### Data provided

====

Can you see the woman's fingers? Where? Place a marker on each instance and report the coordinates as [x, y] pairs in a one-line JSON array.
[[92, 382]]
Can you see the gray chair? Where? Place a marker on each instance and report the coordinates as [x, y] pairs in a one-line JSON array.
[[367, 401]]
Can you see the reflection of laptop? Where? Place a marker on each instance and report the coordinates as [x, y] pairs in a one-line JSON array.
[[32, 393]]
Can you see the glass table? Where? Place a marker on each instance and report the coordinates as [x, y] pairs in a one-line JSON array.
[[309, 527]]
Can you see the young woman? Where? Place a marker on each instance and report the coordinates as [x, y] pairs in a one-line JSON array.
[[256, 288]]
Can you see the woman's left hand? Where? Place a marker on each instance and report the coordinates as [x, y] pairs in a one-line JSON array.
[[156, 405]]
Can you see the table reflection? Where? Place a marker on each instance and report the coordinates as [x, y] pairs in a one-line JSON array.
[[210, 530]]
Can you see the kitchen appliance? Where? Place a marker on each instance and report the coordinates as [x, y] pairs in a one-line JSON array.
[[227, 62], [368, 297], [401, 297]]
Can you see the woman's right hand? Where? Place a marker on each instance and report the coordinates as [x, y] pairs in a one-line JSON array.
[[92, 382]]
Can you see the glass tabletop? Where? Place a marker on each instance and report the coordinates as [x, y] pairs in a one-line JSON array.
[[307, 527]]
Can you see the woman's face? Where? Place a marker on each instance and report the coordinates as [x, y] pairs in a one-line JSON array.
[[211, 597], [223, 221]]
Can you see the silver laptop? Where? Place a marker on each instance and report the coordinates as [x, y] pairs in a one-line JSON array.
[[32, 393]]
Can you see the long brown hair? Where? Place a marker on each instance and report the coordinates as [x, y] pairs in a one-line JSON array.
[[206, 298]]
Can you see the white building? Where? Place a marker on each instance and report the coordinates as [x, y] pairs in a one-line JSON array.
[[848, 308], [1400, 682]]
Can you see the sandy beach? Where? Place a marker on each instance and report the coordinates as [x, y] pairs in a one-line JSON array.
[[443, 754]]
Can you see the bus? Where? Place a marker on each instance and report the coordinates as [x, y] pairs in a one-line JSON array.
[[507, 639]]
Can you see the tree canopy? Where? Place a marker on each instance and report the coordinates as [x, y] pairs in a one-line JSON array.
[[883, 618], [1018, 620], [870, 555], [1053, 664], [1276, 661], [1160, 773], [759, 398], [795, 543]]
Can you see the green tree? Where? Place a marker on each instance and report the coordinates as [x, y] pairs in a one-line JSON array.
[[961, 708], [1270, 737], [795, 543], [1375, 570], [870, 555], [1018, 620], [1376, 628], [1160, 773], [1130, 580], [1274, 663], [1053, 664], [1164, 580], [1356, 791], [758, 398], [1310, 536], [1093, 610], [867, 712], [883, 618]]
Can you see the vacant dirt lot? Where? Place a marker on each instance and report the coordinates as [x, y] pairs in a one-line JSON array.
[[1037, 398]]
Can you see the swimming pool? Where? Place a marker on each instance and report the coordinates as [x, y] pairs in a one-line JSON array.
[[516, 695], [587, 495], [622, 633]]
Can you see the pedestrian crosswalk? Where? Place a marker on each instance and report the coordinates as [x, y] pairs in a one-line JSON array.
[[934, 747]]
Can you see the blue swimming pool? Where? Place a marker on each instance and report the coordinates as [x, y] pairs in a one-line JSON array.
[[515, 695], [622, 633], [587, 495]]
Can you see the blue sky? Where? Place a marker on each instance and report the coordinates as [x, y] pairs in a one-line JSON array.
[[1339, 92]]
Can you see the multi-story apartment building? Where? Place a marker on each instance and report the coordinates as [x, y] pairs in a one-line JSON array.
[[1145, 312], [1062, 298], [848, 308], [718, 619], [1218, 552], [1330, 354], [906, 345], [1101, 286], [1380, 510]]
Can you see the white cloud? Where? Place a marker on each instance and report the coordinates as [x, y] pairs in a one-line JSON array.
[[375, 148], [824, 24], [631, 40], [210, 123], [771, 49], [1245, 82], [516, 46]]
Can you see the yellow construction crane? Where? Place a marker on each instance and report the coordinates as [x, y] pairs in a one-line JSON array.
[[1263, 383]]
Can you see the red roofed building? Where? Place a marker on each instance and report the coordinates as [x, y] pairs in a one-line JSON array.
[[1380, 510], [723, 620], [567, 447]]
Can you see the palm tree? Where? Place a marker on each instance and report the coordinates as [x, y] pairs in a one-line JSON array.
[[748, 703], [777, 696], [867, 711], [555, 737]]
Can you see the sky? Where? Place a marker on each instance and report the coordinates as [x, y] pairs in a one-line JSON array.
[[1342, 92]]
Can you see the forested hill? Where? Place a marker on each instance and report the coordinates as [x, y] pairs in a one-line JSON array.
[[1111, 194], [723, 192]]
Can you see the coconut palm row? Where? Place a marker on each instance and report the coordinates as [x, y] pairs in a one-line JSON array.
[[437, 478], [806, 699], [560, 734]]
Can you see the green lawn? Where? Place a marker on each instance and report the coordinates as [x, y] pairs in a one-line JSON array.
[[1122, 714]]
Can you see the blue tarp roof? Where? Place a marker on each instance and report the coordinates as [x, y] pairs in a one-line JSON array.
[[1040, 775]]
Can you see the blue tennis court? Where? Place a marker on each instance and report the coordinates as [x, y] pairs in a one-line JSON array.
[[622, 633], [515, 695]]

====

### Exercise description
Arrange all the rows above as a Markdown table with a column named Row for each one's number and a column named Line for its text, skipping any blank lines.

### Response
| Row | Line |
|---|---|
| 1 | Can you see the woman's fingers? Where? Place a marker on each instance and report the coordinates as [x, y] pairs in a one-line JSON array. |
| 2 | [[92, 382]] |
| 3 | Can you see the gray chair? Where? Place a marker on each instance and report the coordinates as [x, y] pairs in a one-line JSON array. |
| 4 | [[367, 401]] |
| 5 | Can you see the reflection of laptop? Where? Place a marker on each instance and report the coordinates as [x, y] pairs in a one-line JSON array. |
| 6 | [[32, 393]] |
| 7 | Can you see the glass table? Where? Place a marker on each instance and report the coordinates as [x, y] pairs in a one-line JSON array. |
| 8 | [[309, 527]] |
| 9 | Can you see the young woman? Where? Place a marker on each instance and report the coordinates as [x, y] pairs in a one-line JSON array. |
| 10 | [[256, 288]] |
| 11 | Can you see the woman's left hand? Where? Place a marker on each instance and report the coordinates as [x, y] pairs in a one-line JSON array. |
| 12 | [[156, 405]] |
| 13 | Can you see the table reflection? Where? Place a marker on each instance and report the coordinates as [x, y] pairs in a one-line JSON array. |
| 14 | [[210, 530]] |
| 15 | Can you see the kitchen appliance? Where? Place a marker on each instance and report the coordinates as [x, y] pairs in a one-line JSON array. |
| 16 | [[227, 62], [368, 297], [401, 297]] |
| 17 | Can you see the woman's right hand? Where? Place a marker on each instance and report the coordinates as [x, y] pairs in a one-line JSON array. |
| 18 | [[92, 382]] |
| 19 | Can you see the glass tabletop? Where? Place a marker on each instance and report the coordinates as [x, y] pairs in a one-line JSON array. |
| 20 | [[307, 527]] |
| 21 | Can you see the woman's face? Where? Place a marker on each instance and report the coordinates as [x, y] pairs in a one-line JSON array. |
| 22 | [[211, 597], [223, 221]] |
| 23 | Can you see the silver laptop? Where? Place a marker on each instance and report the coordinates as [x, y] pairs in a one-line JSON array. |
| 24 | [[32, 393]] |
| 25 | Can you see the long brown hair? Where? Place a marker on each instance and report the coordinates as [x, y] pairs in a one-line JSON array. |
| 26 | [[206, 298]] |
| 27 | Can you see the white building? Where? Place a marker on each instance and report the coordinates as [x, y] pairs in a one-line JSON array. |
| 28 | [[848, 308], [1400, 682]] |
| 29 | Can you see the sandy beach? Where? Place a marker on each instance and report the coordinates as [x, y] pairs in a one-line JSON array. |
| 30 | [[443, 754]] |
| 31 | Can you see the bus? Where? Place a marker on each instance and report the coordinates as [x, y] pairs in a one-line JSON array. |
| 32 | [[507, 639]] |
| 33 | Can you see the tree canopy? Where? Place a marker on each instance and report the coordinates as [x, y] pairs in a one-line JSON array. |
| 34 | [[883, 618], [1018, 620], [870, 555], [1053, 664], [1276, 661], [1160, 773], [759, 398], [795, 543]] |
| 35 | Can you see the green tree? Where? Place a marker on each instance and report the coordinates as [x, y] pairs in a one-line JSON array. |
| 36 | [[961, 708], [1270, 737], [795, 543], [1375, 570], [870, 555], [1018, 620], [1376, 628], [1160, 773], [1130, 580], [1274, 663], [1053, 664], [1164, 580], [1356, 791], [758, 398], [1310, 536], [1093, 610], [867, 712], [883, 618]] |
| 37 | Can you see the vacant dirt lot? Where? Place a marker on each instance and report the coordinates as [x, y] pairs in a one-line JSON array. |
| 38 | [[1037, 398]] |
| 39 | Can you see the swimming pool? Where? Place a marker on each instance and report the coordinates as [x, y] pairs in a one-line JSON array. |
| 40 | [[516, 695], [587, 495], [622, 633]] |
| 41 | Can you see the pedestrian crosswalk? Where? Place a marker on each instance and report the coordinates as [x, y] pairs in a one-line JSON array. |
| 42 | [[934, 747]] |
| 43 | Can you see the blue swimming pool? Where? Place a marker on each instance and report the coordinates as [x, y] pairs in a one-line JSON array. |
| 44 | [[515, 695], [622, 633], [587, 495]] |
| 45 | Can you see the blue sky? Where? Place a marker on each instance and report the coordinates as [x, y] pairs in a one-line JSON array. |
| 46 | [[1339, 92]] |
| 47 | Can you see the multi-story apartment building? Where? Place a marker on each instance and report the coordinates as [x, y] pairs in a one-line JSON array. |
| 48 | [[1145, 312], [1062, 298], [848, 308], [718, 619], [1218, 552], [1330, 354], [906, 345], [1101, 286], [1380, 510]] |
| 49 | Can you see the white cloud? Where? Place a marker on each instance and report the coordinates as [x, y] pairs in a one-line JSON array. |
| 50 | [[375, 148], [824, 24], [631, 40], [210, 123], [771, 49], [1245, 82], [516, 46]] |
| 51 | Can you see the yellow construction crane? Where? Place a marker on each instance and report the coordinates as [x, y] pairs in a one-line JSON array. |
| 52 | [[1263, 383]] |
| 53 | Can you see the red roofed building? Where? Place a marker on each instance and report the coordinates as [x, y] pairs in a one-line JSON array. |
| 54 | [[1380, 510], [723, 620], [567, 447]] |
| 55 | Can you see the palm tree? Where? Place a marker on each instance and report the coordinates as [x, y] pairs in a one-line JSON array. |
| 56 | [[748, 703], [777, 696], [867, 711], [555, 737]] |
| 57 | Can you see the sky? Where? Place a marker on each instance and report the coordinates as [x, y] pairs in a one-line JSON array. |
| 58 | [[1342, 92]] |
| 59 | Can you see the forested hill? Where? Place a marker on each instance and report the coordinates as [x, y] pairs in a one-line JSON array. |
| 60 | [[1111, 194], [723, 192]] |
| 61 | Can you see the coconut palm row? Where? Place a marker on each instance and report the coordinates as [x, y] pairs in a one-line JSON array. |
| 62 | [[437, 478], [806, 699], [560, 734]] |
| 63 | Can you see the green lawn? Where? Place a marker on each instance and report the coordinates as [x, y] pairs in a one-line JSON array. |
| 64 | [[1122, 714]] |
| 65 | Can you see the blue tarp roof? Where? Place a marker on each instance and report the coordinates as [x, y] pairs in a one-line JSON array. |
| 66 | [[1040, 775]] |
| 67 | Can you see the blue tennis court? Where? Place a marker on each instance and report the coordinates as [x, y] pairs in a one-line JSON array. |
| 68 | [[622, 633], [515, 695]] |